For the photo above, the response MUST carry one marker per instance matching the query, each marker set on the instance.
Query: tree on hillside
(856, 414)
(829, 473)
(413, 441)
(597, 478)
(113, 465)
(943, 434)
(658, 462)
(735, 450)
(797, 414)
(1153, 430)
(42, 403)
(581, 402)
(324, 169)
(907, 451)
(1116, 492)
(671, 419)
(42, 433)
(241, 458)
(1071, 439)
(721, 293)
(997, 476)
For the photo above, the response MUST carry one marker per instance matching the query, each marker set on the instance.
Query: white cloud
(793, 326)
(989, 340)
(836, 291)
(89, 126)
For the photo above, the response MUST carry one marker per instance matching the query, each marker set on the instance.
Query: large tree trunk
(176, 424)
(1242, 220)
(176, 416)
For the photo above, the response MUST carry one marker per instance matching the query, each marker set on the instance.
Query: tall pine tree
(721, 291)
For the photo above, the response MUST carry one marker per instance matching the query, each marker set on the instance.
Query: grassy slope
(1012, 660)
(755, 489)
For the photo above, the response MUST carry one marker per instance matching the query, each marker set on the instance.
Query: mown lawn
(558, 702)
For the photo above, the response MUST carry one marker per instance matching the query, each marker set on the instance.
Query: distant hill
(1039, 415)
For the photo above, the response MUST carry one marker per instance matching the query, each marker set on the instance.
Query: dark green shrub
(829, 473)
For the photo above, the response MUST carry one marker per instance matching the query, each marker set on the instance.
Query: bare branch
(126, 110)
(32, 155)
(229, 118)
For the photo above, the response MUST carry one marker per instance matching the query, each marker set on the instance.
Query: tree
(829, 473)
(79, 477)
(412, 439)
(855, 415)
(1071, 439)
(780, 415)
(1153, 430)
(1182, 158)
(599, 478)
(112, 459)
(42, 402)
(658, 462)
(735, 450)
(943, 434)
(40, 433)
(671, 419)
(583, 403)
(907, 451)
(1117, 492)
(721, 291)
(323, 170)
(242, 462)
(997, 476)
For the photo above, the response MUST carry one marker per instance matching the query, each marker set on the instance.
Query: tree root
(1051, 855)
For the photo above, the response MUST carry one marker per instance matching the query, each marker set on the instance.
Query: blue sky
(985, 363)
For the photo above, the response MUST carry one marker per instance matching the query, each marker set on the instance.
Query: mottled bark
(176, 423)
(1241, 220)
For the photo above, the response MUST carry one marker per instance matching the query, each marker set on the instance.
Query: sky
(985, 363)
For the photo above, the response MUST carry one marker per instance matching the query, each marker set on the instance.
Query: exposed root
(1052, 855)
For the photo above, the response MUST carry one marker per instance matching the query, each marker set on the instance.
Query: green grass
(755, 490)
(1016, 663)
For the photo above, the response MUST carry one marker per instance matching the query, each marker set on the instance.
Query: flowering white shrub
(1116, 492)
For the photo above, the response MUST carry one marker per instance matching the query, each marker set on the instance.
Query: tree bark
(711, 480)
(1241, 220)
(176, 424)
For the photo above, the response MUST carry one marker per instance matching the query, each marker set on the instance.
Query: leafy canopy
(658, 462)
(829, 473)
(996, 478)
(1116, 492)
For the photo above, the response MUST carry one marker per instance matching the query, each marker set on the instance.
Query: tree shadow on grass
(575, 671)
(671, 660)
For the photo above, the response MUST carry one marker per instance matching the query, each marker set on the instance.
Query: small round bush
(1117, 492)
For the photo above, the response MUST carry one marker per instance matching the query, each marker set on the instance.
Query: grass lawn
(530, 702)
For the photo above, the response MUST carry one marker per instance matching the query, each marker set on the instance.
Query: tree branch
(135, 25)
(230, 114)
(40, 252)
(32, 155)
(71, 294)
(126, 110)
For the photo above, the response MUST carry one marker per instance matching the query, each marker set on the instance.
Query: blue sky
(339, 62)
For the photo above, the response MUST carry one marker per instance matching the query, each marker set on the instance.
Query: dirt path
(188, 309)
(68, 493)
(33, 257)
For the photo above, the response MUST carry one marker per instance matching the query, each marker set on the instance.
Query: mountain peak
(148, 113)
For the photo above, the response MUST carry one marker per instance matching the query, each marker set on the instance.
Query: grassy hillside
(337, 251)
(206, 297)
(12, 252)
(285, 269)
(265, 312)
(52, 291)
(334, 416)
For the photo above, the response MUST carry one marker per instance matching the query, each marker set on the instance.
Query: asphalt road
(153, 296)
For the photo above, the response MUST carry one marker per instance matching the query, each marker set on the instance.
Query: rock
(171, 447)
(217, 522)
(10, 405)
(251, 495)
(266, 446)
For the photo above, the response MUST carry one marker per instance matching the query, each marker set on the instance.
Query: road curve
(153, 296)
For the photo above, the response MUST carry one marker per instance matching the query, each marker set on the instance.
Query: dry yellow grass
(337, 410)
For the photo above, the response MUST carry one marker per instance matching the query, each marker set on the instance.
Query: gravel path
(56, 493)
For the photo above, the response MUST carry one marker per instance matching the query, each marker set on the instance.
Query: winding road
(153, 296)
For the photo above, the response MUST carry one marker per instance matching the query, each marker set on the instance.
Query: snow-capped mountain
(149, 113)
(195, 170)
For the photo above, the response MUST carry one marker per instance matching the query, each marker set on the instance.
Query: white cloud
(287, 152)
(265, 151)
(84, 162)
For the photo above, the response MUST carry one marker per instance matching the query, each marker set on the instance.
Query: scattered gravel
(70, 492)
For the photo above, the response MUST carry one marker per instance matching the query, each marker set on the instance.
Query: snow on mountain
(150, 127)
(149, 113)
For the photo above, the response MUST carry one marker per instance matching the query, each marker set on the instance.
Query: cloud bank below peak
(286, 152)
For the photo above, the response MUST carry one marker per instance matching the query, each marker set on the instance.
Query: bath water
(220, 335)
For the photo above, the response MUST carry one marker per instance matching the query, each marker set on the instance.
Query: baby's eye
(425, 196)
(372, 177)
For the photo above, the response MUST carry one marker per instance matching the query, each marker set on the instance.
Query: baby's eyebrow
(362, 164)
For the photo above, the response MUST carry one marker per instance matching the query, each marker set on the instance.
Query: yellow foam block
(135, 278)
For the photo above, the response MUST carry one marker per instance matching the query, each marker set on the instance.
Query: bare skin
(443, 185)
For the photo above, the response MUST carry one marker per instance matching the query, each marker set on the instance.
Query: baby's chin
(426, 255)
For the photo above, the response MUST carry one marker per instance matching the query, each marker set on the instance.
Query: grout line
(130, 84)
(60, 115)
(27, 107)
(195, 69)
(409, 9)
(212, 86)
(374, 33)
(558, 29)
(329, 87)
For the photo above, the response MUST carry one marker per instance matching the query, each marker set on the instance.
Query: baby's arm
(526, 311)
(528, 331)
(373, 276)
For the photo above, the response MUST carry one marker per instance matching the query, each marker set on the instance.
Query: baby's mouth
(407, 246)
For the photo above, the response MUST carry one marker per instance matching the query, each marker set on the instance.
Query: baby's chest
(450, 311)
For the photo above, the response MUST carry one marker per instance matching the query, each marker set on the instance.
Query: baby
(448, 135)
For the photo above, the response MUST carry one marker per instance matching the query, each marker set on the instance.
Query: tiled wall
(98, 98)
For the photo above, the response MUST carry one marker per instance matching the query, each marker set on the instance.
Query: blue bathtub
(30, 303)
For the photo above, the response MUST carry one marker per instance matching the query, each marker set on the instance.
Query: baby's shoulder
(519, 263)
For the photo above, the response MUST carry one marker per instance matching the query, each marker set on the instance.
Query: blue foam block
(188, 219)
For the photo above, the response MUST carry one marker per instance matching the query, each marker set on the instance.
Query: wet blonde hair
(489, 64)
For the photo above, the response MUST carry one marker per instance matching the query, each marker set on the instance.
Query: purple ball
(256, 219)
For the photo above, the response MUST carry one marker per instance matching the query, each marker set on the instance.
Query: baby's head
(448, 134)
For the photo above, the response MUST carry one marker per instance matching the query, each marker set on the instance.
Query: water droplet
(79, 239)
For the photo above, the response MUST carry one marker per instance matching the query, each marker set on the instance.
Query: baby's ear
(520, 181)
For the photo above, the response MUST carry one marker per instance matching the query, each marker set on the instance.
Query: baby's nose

━━━━━━━━━━

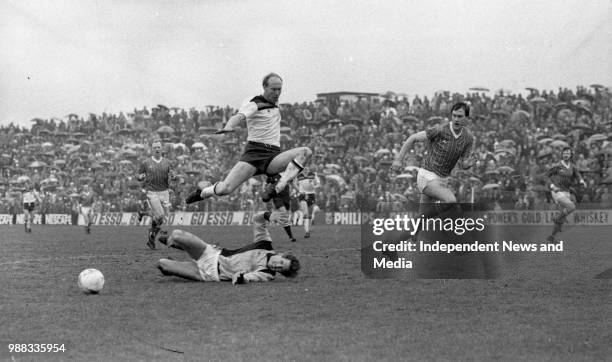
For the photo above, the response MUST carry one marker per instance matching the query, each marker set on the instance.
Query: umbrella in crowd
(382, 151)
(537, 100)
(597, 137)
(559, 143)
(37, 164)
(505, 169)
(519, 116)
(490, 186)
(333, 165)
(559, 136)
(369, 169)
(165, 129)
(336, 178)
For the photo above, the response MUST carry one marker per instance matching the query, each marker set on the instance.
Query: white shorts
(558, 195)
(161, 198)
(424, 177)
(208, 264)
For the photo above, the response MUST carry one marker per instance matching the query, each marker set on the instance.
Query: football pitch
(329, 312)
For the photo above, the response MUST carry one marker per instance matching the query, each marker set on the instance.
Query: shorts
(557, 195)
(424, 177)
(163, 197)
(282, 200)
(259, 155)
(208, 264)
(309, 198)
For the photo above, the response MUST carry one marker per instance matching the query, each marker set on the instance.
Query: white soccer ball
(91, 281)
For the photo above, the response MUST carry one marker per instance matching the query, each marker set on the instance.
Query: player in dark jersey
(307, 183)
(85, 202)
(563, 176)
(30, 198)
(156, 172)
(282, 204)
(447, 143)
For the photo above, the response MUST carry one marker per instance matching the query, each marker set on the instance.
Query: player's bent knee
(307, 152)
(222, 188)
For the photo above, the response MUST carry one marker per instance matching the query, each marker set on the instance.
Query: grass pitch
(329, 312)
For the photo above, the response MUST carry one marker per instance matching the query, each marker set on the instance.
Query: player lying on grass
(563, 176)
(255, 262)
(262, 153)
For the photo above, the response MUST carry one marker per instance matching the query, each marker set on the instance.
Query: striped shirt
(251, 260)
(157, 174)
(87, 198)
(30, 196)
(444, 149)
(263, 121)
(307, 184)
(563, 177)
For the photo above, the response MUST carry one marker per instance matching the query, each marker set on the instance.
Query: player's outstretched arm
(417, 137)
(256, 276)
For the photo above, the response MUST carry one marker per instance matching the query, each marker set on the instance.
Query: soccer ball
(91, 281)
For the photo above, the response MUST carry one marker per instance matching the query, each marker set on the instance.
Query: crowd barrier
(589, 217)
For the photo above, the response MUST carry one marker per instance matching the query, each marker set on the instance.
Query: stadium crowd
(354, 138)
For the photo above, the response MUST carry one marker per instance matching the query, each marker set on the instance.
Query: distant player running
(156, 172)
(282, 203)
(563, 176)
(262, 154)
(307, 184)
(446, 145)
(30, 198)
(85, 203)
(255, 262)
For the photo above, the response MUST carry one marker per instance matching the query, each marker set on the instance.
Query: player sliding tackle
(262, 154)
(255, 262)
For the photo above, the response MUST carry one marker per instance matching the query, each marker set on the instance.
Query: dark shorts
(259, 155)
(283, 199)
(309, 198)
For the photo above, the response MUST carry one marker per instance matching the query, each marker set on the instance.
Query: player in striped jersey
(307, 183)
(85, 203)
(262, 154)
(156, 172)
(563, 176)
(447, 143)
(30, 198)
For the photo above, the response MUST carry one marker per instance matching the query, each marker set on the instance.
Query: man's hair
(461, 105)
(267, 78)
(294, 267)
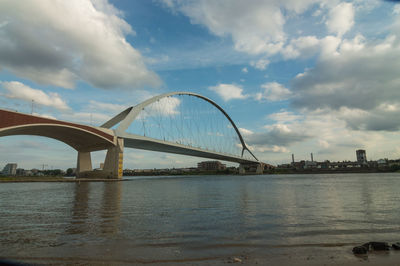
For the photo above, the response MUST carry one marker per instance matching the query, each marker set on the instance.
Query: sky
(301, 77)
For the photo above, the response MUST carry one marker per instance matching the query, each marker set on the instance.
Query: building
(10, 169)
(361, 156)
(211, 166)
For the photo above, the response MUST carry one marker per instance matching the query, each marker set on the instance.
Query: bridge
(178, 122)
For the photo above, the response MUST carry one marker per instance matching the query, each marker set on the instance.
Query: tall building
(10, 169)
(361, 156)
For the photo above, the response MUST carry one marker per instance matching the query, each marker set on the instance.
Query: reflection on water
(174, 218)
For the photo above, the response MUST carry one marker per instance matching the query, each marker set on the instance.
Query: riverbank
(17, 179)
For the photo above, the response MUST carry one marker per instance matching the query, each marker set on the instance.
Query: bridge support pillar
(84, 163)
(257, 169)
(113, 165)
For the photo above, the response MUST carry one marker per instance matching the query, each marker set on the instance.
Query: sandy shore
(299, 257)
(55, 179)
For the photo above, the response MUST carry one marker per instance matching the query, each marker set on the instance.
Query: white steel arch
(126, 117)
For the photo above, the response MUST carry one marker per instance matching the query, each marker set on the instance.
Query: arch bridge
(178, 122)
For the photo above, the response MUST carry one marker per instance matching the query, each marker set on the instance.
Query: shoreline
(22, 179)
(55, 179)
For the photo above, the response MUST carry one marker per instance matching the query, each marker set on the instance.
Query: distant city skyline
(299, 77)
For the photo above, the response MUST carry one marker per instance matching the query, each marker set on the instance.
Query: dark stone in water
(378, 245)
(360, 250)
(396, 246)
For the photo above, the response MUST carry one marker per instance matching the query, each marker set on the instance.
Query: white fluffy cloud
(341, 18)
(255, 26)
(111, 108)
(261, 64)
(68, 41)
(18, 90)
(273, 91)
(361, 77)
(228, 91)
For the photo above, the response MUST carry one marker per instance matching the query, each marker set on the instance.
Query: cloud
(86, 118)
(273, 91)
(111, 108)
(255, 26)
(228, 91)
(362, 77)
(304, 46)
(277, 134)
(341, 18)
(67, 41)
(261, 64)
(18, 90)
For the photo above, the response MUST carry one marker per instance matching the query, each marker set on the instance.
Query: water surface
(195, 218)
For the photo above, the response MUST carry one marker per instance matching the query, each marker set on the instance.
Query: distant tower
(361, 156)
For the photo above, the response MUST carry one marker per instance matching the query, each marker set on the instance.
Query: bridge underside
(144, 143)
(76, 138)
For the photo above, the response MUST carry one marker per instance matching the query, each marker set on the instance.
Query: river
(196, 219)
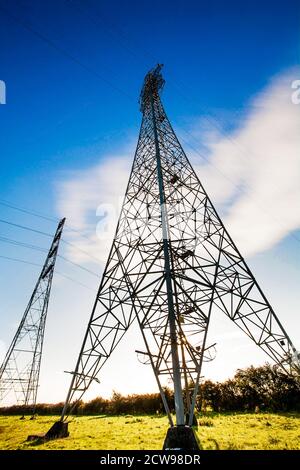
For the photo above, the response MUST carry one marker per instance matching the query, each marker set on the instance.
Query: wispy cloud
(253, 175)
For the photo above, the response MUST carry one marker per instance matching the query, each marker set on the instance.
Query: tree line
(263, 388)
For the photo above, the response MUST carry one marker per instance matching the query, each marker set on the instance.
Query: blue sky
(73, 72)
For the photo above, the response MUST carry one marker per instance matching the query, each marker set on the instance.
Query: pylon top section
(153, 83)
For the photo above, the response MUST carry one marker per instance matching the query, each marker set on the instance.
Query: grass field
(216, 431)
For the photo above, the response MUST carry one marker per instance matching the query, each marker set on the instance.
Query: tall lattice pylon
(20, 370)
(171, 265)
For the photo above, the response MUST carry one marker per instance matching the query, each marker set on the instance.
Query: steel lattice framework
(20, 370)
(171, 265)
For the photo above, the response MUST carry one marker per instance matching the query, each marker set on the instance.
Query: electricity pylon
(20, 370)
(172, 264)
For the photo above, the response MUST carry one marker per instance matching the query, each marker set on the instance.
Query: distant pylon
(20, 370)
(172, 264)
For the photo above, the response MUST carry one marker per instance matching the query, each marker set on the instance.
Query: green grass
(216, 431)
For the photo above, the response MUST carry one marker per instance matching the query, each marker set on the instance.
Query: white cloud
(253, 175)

━━━━━━━━━━

■ STATED TASK ■
Which lines in the records contain the string "pitch"? Extract each of them in full, treating uppercase and lowercase letters as different.

■ RESULT BELOW ■
Query: football pitch
Query: grass pitch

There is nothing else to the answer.